=== Action item ===
Go to the line that includes "Query: white bench" and retype it, then every line after it to the end of the data, adding nothing.

-*-*-

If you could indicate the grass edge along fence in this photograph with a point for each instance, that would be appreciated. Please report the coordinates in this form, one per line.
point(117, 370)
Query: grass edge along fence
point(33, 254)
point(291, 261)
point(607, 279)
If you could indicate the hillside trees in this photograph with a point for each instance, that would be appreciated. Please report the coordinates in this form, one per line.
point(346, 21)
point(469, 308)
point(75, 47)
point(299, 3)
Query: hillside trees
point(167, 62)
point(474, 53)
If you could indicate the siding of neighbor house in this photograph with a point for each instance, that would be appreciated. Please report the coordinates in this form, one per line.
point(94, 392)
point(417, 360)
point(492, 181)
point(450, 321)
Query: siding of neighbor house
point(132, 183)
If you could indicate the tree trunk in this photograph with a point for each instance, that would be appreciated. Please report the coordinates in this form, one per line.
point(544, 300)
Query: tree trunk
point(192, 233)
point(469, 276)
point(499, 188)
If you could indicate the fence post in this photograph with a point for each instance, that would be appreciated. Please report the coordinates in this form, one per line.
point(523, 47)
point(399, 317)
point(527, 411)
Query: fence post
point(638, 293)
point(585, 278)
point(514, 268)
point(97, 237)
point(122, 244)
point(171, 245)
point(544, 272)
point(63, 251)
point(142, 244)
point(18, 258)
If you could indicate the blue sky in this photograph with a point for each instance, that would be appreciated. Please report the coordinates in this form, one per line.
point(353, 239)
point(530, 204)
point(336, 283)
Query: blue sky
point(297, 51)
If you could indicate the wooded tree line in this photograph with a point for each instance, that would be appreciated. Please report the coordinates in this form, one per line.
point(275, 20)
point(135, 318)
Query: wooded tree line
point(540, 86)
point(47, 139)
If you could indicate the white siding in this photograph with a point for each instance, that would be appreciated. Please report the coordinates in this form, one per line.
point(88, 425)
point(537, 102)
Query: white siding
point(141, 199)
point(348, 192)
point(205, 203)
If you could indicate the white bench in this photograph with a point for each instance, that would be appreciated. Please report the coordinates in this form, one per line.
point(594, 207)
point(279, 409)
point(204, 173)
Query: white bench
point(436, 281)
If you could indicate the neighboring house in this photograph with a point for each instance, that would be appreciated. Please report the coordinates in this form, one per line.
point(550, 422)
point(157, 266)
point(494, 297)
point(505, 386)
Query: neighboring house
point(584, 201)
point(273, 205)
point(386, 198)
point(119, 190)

-*-*-

=== Result of this exercise ===
Query: white bench
point(436, 281)
If you could indicate the neighboring house in this photograph with a point for each instance, that would be appreciated. Please report the coordinates in this form, one per line.
point(550, 422)
point(157, 266)
point(494, 297)
point(505, 386)
Query: neighboring house
point(584, 201)
point(273, 205)
point(386, 198)
point(119, 190)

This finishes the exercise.